__WORK INSTRUCTIONS__.
1 - In the article on state debt levels, why do Hawaiians carry the highest average debt? Answer in one to three sentences.
2 - Summarize the article on state debt levels in two sentences.
3 - Resume the article on state debt levels after its final sentence.

__EXCERPT TO READ__.
[Start of Attachment]
Americans have racked up almost $13 trillion in personal debt for things like mortgages, car notes and student loans. $13 trillion is an enormous pile of money, but here’s the kicker. That’s significantly better than the run-up to the Great Recession. Still, it’s hard to imagine what that looks like across the country. So, we created a new map to figure out exactly what’s going on.
GOBankingRates recently conducted a survey in which they asked Americans how much debt they had. This included things like a mortgage, credit card debt, student loans, car notes and medical bills—basically every major category of debt. They broke the respondents down by state to calculate an average total debt load, which we then mapped across the country. As one can see, people living in states colored dark red and pink have higher debt burdens (as much as $500k) compared to light and dark blue, where the debt load is less than $50k.
Hawaiians have by far the highest debt, averaging $869,250. This makes sense considering the Aloha State’s location in the middle of the Pacific Ocean, and the fact that our numbers take into consideration mortgages. There’s only so much land someone can buy before demand outstrips supply and drives up price (the new land constantly created by volcanoes notwithstanding). People with the second highest debt burden live in Maryland ($284,851), but that’s almost four times as small as Hawaii. Further down the list, there are some obvious clusters of states, with five states surpassing $100k and an additional six between $50k-$100k. The rest all have lower debt levels.
There really isn’t a clear pattern on the map: there are low-debt states sitting right next to high-debt states. The lowest debt-burdened people live in Washington, DC ($1,611), followed closely by Alaskans ($2,286). What could these places possibly have in common? The one exception can be found in the Deep South, where a cluster of blue and dark blue states all group together. Louisianans have the third lowest debt burden in the country, averaging only $6,140 per person. Other than that, personal debt levels swing wildly from state to state.
[End of Attachment]
__EXTRACTED RECORDS__.
[Start of Attachment]
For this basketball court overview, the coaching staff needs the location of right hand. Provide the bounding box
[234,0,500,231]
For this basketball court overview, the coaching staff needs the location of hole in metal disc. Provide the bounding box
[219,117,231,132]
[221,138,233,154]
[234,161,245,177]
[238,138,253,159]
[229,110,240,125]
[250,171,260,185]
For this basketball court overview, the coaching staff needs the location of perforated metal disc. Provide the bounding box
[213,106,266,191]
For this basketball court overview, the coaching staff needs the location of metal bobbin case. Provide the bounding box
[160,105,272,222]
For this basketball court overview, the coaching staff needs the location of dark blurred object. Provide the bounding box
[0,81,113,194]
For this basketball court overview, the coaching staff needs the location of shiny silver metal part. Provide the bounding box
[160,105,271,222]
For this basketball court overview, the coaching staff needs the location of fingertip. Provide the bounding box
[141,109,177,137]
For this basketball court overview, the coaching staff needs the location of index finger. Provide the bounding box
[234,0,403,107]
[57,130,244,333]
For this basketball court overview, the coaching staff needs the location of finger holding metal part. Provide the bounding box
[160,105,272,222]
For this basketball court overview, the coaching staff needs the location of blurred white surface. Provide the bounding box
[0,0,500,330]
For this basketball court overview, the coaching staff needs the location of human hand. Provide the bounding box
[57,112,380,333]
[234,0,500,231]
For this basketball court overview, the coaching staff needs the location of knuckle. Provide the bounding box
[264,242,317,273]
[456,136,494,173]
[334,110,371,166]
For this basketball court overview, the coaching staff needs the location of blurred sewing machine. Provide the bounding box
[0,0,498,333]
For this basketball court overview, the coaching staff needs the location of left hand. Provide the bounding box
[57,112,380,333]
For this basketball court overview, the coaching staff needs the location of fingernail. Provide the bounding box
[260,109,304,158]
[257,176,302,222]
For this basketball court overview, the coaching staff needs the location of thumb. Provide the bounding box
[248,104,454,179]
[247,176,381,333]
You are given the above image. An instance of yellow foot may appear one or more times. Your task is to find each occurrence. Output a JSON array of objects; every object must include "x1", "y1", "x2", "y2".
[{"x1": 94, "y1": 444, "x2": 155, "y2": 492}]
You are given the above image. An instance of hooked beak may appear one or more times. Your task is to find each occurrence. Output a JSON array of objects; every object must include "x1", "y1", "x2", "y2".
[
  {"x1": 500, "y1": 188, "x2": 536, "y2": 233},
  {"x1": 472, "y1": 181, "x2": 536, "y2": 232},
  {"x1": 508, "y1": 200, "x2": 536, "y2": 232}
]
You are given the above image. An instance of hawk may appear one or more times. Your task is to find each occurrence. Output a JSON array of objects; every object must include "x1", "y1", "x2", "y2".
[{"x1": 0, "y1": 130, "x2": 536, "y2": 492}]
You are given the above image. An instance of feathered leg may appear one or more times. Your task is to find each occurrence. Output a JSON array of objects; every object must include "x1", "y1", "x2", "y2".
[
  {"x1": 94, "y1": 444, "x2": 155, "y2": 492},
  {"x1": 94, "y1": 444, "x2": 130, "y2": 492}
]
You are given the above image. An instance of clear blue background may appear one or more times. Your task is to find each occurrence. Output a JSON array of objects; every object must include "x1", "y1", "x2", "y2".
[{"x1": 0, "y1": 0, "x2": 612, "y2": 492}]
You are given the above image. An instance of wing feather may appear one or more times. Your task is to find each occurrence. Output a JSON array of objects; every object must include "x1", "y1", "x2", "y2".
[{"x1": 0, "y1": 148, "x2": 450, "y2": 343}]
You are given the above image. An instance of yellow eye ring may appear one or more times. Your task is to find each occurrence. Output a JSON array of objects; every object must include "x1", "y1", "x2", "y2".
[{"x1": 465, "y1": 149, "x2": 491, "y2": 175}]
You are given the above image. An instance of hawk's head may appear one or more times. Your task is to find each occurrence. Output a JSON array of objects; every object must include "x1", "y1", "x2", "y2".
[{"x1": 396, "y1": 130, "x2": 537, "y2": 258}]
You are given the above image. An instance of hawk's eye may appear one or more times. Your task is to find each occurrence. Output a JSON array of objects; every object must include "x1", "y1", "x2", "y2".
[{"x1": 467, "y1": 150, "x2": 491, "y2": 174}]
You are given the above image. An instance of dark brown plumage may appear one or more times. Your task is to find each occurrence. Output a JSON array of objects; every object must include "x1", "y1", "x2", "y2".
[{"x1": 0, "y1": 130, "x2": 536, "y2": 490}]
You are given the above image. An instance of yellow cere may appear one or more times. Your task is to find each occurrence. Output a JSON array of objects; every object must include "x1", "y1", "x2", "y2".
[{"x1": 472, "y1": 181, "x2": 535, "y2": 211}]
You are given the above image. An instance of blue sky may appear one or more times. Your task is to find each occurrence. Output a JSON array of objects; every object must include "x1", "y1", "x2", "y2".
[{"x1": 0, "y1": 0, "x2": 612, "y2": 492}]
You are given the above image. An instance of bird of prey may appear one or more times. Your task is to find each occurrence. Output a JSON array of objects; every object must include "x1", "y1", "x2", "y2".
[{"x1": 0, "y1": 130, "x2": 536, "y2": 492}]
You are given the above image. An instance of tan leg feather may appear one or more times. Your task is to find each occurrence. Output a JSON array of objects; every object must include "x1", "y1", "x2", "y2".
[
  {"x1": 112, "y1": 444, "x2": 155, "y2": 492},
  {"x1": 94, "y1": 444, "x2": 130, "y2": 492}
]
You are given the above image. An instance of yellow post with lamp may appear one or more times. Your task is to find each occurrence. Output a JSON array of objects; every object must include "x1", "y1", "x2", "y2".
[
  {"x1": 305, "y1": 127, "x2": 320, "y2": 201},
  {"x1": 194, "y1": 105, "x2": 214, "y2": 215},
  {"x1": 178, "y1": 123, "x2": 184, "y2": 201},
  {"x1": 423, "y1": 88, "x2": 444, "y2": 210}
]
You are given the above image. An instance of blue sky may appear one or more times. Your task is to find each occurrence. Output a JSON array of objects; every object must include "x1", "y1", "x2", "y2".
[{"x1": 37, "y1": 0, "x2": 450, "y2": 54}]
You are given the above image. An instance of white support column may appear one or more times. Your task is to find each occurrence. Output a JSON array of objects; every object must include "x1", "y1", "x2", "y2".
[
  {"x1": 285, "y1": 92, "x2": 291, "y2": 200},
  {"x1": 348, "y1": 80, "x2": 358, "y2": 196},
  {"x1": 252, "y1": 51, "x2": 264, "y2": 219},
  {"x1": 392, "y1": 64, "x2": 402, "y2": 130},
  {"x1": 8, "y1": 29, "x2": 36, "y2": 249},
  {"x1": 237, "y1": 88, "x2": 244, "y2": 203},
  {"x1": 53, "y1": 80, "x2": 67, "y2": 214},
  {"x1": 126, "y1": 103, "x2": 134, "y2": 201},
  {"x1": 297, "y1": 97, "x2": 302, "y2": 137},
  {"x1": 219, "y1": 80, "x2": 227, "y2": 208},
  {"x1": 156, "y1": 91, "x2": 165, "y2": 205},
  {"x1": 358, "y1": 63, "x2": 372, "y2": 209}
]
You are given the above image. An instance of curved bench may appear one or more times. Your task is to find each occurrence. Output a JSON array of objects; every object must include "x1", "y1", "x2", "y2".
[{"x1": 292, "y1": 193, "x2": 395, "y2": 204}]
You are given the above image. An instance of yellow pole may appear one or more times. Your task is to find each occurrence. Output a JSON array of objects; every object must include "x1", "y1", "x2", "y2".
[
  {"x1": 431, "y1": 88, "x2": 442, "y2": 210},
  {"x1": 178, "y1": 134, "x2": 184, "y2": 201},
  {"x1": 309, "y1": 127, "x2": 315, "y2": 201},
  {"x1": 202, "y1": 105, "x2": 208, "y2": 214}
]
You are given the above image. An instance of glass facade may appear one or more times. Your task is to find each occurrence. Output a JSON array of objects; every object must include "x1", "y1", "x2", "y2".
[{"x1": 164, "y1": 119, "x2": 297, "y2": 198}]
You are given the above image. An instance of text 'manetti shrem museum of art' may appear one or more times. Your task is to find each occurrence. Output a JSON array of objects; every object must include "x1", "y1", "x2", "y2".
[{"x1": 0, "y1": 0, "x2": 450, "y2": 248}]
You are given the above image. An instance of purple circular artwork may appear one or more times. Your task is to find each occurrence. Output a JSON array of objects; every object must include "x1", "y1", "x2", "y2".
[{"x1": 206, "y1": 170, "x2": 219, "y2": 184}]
[End of Attachment]
[Start of Attachment]
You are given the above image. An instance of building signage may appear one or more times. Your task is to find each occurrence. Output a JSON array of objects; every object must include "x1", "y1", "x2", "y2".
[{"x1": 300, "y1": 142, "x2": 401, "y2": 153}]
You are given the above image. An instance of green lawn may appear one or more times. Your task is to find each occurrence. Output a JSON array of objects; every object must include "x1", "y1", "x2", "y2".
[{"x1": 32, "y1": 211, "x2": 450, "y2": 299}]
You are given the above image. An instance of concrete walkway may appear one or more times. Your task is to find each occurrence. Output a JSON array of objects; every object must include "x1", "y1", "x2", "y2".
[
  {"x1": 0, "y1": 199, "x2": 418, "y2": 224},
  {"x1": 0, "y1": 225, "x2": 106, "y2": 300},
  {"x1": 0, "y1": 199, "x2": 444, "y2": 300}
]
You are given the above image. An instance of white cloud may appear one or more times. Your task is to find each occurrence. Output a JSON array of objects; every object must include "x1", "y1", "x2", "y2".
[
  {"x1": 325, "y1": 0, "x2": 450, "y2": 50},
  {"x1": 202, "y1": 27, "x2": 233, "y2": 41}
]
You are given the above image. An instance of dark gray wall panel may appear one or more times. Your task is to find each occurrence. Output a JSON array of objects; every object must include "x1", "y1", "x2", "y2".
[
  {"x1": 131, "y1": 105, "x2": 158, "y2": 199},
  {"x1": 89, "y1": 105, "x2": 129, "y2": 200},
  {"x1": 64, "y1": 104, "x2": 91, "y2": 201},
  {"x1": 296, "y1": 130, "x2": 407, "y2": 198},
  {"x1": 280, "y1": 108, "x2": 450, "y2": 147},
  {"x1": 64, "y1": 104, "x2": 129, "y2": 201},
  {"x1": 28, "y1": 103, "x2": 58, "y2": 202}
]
[End of Attachment]
[Start of Attachment]
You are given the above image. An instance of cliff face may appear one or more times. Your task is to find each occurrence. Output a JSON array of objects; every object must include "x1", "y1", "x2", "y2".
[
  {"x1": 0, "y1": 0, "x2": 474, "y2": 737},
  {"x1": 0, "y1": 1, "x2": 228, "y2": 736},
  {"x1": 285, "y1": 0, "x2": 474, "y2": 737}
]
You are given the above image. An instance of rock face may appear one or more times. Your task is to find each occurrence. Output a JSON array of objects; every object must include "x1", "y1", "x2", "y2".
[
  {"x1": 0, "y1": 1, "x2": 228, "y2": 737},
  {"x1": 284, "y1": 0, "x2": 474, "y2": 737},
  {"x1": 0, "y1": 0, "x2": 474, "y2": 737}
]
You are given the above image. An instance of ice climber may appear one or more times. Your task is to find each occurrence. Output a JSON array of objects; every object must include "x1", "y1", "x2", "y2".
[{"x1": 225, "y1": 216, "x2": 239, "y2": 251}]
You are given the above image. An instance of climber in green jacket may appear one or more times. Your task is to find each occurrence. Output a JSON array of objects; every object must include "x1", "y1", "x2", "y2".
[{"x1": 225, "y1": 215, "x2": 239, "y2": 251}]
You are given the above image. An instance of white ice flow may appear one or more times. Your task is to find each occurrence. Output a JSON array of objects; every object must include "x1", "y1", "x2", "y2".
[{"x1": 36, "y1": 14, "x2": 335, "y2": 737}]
[End of Attachment]
__ANSWERS BELOW__.
1 - Hawaii sits in the middle of the Pacific Ocean, and the figures include mortgages. Only so much land is available there, so demand outstrips supply and drives up prices.

2 - A GOBankingRates survey asked Americans about their debt across every major category, including mortgages, credit cards, student loans, car notes and medical bills, and the state averages were mapped across the country. Hawaii has by far the highest average at $869,250, Washington, DC and Alaska have the lowest, and apart from a low-debt cluster in the Deep South, debt levels swing wildly from state to state.

3 -
Here’s the key insight. A few different factors explain the wide-ranging differences. For example, people living in New York City probably don’t own a car, and many still rent an apartment. Compare that to Texas and Oklahoma, where most people own a home in the suburbs from which they commute to work in vehicle they also own. Simply, put, lifestyle choices go a long way in determining debt levels. Not only that, there are good kinds of debt that build equity—like paying a mortgage—and add to overall net worth. Having very little debt is great if you consistently save money.
Top 10 States Where People Have the Most Debt
1. Hawaii: $869,250
2. Maryland: $284,851
3. Texas: $185,584
4. Oklahoma: $174,839
5. Indiana: $166,844
6. Nevada: $165,740
7. Minnesota: $113,455
8. Illinois: $98,309
9. Maine: $91,183
10. Virginia: $81,194
All of this suggests that average debt depends more on an individual’s choices than where he or she lives. People can achieve extremely low debt levels if they are in expensive urban areas or rural towns. If both the bureaucrats in Washington, DC and frontiersmen in Alaska can do it, then we bet you can too.